> _Your objective_: Please repeat the stretch from "The Barun Goyot Formation was" through "large sauropod Quaesitosaurus." in the Natovenator passage below, word for word.

> _Excerpted passage_:
════════════════════
In 2022, Lee and colleagues regarded Natovenator as an efficient swimming dromaeosaurid with a semiaquatic lifestyle. The multiple convergences with other aquatic vertebrates include an elongated snout with numerous teeth, delayed replacement pattern of premaxillary teeth, a complex neurovascular system on the snout tip, elongated neck and vertebral zygapophyses, and a retracted, long naris (nostril opening). The team indicated that the delayed pattern of the premaxillary dentition could have allowed it to keep providing enlarged teeth in Natovenator, in a similar way to sauropterygians. Similar to many modern-day diving birds, the neck of Natovenator was rather long, likely useful in catching/snatching prey. Most notably, its dorsal rib cage had posteriorly-oriented ribs, providing a streamlined shape that is also known in efficient diving birds, mosasaurs, choristoderes, and spinosaurids. Even though the exact aquatic locomotion of Natovenator is unknown, Lee and colleagues suggested that its forelimbs acted as flippers for propulsion when swimming.

==Paleoenvironment==
The Barun Goyot Formation is regarded as Late Cretaceous in age (Upper Campanian) based on sediments and fossil content. This formation is mostly characterized by red beds, mostly light-coloured sands (yellowish, grey-brown, and to a lesser extent reddish) that are well-cemented. Sandy claystones (often red-coloured), siltstones, conglomerates, and large-scale trough cross-stratification in sands are also common across the unit. In addition, structureless, medium-grained, fine-grained and very fine-grained sandstones predominate in sediments of the Barun Goyot Formation. Overall geology of the formation indicates that sediments were deposited under relatively arid to semiarid climates in alluvial plain (flat land consisting of sediments deposited by highland rivers), lacustrine, and aeolian paleoenvironments, with addition of other short-lived water bodies.

The Barun Goyot Formation was also home to many other vertebrates, including the ankylosaurids Saichania, Tarchia and Zaraapelta; alvarezsaurids Khulsanurus, Ondogurvel, and Parvicursor; birds Gobipipus, Gobipteryx and Hollanda; dromaeosaurids Kuru and Shri devi; fellow halszkaraptorine Hulsanpes; protoceratopsids Bagaceratops and Breviceratops; pachycephalosaurid Tylocephale; oviraptorids Conchoraptor, Heyuannia and Nemegtomaia; and the large sauropod Quaesitosaurus.
════════════════════
> _Provided material_:
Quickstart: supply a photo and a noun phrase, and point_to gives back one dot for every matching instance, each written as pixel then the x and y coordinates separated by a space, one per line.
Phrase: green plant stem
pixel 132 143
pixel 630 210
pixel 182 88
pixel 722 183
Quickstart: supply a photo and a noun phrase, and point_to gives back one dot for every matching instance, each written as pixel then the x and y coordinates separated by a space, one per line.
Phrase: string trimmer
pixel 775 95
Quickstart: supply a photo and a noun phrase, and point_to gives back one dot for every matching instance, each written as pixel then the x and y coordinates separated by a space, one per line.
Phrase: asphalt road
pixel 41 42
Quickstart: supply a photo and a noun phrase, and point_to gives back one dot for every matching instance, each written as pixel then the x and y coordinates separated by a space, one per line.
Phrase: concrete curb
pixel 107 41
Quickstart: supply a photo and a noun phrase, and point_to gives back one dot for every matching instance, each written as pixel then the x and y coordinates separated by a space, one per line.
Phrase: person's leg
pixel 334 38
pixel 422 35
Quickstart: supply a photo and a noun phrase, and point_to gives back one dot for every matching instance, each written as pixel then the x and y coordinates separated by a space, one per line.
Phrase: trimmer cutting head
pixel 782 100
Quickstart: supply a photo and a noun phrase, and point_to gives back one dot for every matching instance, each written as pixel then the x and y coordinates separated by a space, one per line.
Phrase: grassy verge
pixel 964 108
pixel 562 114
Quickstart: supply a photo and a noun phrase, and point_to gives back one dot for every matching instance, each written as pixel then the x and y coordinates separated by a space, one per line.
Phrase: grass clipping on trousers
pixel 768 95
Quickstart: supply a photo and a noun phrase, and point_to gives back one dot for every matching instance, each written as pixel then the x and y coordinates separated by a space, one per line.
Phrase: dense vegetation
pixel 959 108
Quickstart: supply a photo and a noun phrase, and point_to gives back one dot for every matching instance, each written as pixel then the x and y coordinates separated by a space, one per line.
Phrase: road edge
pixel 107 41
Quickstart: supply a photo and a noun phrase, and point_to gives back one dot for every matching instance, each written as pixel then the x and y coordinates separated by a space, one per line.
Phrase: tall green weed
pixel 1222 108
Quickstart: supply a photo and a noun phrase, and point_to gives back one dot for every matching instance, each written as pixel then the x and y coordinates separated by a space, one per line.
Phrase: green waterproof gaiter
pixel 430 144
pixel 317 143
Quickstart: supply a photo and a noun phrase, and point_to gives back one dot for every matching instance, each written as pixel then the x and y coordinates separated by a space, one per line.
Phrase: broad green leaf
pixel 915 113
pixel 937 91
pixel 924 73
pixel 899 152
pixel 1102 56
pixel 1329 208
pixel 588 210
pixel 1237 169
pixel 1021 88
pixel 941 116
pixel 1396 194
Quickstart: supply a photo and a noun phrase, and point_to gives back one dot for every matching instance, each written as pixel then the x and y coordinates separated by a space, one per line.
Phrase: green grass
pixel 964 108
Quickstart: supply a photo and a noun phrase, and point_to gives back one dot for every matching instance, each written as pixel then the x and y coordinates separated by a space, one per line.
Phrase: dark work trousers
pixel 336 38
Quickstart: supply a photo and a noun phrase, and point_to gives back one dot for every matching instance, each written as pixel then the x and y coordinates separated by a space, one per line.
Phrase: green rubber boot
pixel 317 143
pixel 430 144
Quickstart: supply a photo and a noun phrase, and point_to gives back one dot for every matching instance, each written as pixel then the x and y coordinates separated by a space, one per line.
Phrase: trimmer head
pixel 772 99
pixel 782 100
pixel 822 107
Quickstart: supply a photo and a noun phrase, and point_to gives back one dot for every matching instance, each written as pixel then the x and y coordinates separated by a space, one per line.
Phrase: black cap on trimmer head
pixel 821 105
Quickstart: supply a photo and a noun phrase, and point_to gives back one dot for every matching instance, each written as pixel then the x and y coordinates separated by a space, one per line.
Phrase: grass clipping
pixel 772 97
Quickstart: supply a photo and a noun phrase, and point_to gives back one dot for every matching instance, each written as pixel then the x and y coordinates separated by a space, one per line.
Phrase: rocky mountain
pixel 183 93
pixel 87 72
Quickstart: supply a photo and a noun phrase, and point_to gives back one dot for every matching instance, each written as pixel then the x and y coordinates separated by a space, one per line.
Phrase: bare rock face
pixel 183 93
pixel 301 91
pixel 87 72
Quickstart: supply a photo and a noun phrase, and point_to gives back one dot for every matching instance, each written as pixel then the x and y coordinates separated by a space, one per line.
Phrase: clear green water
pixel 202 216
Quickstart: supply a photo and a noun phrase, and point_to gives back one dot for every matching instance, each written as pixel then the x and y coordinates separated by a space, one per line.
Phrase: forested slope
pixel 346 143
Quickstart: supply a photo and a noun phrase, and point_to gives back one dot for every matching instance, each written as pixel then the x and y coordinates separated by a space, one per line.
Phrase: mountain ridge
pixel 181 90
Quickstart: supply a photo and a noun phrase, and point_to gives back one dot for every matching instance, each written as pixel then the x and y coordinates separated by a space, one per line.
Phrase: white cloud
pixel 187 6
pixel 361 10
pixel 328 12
════════════════════
> _Response box_:
The Barun Goyot Formation was also home to many other vertebrates, including the ankylosaurids Saichania, Tarchia and Zaraapelta; alvarezsaurids Khulsanurus, Ondogurvel, and Parvicursor; birds Gobipipus, Gobipteryx and Hollanda; dromaeosaurids Kuru and Shri devi; fellow halszkaraptorine Hulsanpes; protoceratopsids Bagaceratops and Breviceratops; pachycephalosaurid Tylocephale; oviraptorids Conchoraptor, Heyuannia and Nemegtomaia; and the large sauropod Quaesitosaurus.